## DATA ROWS
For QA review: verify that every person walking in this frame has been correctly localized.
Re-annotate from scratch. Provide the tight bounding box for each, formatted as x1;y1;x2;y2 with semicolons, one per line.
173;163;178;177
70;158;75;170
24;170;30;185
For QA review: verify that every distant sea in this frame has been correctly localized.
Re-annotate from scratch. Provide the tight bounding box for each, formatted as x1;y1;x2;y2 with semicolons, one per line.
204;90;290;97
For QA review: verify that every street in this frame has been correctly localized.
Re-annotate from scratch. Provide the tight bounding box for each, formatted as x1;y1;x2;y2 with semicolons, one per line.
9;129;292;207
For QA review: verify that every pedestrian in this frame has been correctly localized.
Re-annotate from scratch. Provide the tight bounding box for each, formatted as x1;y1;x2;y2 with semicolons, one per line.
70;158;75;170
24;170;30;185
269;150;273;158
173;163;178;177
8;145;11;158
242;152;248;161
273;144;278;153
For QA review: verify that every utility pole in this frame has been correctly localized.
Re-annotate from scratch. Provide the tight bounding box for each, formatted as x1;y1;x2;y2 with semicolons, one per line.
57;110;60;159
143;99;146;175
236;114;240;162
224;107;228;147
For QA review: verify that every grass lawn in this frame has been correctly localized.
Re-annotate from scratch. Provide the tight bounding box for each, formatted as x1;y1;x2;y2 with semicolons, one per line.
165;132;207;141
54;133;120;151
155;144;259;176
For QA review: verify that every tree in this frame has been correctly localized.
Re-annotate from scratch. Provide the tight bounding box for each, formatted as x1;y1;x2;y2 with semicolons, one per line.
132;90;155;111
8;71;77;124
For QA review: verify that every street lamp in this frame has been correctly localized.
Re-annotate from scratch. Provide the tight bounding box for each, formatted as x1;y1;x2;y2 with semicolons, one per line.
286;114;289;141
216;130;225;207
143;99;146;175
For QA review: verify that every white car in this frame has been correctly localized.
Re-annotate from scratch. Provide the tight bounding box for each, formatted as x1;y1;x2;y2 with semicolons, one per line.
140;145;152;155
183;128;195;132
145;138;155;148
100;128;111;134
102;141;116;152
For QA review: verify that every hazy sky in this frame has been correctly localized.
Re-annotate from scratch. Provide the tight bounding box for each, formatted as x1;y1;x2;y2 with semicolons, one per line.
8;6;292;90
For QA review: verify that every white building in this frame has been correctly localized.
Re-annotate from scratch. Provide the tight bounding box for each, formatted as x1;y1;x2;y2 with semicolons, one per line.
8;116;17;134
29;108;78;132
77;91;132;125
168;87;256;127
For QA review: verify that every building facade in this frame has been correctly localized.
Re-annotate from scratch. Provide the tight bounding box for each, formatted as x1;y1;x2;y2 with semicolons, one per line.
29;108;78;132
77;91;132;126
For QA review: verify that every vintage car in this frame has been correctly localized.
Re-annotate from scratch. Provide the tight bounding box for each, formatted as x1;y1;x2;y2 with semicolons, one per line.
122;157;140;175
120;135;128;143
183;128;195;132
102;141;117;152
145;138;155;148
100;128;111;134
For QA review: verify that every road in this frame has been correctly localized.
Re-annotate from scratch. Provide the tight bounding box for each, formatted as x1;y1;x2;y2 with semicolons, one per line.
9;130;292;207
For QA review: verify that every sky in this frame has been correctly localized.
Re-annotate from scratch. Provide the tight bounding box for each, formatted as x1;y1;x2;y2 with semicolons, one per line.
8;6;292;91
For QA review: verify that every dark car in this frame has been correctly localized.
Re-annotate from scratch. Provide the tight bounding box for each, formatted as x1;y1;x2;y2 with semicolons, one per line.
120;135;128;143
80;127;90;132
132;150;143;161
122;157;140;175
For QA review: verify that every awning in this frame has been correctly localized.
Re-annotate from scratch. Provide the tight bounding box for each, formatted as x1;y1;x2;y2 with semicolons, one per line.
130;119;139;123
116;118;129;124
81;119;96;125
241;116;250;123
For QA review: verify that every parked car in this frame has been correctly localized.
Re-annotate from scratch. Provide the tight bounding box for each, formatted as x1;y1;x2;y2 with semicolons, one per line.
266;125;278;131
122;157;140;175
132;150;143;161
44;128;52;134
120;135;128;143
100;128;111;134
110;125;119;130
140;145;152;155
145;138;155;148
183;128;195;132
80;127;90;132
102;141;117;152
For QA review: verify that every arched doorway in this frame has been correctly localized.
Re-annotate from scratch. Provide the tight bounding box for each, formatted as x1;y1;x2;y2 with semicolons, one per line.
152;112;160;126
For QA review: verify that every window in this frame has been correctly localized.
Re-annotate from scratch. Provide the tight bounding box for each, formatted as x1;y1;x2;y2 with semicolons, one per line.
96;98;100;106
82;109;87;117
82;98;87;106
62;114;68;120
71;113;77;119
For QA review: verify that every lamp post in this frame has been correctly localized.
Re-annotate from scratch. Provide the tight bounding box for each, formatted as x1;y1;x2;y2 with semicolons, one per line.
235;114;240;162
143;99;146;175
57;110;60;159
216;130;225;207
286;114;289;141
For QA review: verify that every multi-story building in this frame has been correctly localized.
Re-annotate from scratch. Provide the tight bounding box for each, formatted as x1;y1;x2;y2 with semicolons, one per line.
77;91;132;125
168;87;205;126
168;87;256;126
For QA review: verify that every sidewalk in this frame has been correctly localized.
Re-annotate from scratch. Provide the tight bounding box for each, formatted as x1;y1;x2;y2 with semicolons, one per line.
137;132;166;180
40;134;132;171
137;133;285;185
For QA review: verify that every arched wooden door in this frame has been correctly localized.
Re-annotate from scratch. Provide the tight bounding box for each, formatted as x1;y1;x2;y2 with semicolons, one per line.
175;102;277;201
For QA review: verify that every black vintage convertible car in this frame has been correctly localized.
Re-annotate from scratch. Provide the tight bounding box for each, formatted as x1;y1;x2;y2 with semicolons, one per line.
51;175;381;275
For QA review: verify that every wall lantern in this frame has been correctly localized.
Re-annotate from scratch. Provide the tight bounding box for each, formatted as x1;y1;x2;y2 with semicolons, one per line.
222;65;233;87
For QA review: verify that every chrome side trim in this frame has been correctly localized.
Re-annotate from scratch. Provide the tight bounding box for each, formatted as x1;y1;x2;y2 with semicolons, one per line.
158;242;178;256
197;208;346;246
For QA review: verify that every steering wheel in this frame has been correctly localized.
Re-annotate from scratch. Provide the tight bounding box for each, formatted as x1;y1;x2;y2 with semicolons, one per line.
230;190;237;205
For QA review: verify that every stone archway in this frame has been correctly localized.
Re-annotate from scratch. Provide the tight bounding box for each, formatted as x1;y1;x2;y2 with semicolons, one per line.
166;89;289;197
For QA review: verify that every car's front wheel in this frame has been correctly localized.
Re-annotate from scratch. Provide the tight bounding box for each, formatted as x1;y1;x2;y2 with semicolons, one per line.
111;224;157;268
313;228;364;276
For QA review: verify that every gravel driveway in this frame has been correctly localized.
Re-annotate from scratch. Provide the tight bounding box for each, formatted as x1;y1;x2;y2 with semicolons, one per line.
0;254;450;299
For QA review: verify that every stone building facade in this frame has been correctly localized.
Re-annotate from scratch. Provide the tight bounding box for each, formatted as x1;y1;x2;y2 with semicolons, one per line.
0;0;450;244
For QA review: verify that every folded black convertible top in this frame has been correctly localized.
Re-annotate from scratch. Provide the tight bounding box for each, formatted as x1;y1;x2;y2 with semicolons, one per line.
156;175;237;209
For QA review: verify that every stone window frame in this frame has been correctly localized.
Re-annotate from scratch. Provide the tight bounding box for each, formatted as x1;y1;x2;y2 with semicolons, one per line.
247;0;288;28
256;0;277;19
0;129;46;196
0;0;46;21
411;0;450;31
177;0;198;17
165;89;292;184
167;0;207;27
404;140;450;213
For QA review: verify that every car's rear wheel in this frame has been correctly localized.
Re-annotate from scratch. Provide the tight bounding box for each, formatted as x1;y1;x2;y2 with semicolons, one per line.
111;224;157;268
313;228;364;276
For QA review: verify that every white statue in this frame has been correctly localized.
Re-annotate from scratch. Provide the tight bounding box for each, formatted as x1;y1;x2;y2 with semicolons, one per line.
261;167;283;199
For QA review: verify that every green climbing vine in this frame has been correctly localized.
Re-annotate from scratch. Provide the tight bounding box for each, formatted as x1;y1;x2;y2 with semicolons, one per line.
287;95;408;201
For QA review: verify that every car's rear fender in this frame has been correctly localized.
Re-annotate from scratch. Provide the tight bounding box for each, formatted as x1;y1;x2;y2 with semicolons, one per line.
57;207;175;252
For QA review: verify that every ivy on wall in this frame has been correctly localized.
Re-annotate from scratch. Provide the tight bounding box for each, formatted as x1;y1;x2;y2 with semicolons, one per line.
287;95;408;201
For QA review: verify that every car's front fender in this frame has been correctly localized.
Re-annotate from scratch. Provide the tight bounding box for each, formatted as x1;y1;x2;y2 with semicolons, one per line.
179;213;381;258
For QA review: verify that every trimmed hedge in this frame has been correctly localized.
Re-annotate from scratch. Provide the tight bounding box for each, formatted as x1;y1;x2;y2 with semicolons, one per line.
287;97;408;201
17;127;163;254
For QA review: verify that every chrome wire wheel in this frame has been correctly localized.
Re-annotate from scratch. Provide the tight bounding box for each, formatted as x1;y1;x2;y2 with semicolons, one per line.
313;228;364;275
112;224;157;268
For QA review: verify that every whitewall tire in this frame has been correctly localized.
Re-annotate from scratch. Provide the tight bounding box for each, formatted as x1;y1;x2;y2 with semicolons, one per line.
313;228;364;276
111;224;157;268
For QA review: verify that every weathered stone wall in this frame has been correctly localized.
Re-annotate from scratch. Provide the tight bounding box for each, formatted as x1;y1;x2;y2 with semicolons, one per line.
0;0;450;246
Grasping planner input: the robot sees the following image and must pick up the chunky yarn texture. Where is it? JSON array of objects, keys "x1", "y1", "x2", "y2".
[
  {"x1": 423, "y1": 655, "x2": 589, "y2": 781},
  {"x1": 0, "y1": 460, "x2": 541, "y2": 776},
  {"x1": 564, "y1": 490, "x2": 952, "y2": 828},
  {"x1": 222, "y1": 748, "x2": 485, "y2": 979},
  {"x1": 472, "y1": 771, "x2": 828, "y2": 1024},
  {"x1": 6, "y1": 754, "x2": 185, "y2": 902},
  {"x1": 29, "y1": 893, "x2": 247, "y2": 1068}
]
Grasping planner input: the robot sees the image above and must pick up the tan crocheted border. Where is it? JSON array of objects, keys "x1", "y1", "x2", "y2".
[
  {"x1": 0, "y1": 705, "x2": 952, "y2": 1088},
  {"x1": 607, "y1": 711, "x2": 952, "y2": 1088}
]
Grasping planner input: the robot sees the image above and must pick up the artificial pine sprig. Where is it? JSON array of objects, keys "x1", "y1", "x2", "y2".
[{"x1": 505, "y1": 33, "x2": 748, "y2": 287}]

## WHAT YOU SHOULD DO
Could you give the lines from the one containing "For QA review: verify that every weathered" up to and including the one containing "0;0;450;246" again, replacing "stone wall" with "brick wall" and leaving everything else unchanged?

## EXPECTED ANSWER
For QA review: verify that every weathered brick wall in this frame has been correctly localized.
Re-annotate from scratch. Provide the tight bounding box for each, formatted as x1;y1;x2;y2 with semicolons, one per line.
0;0;450;246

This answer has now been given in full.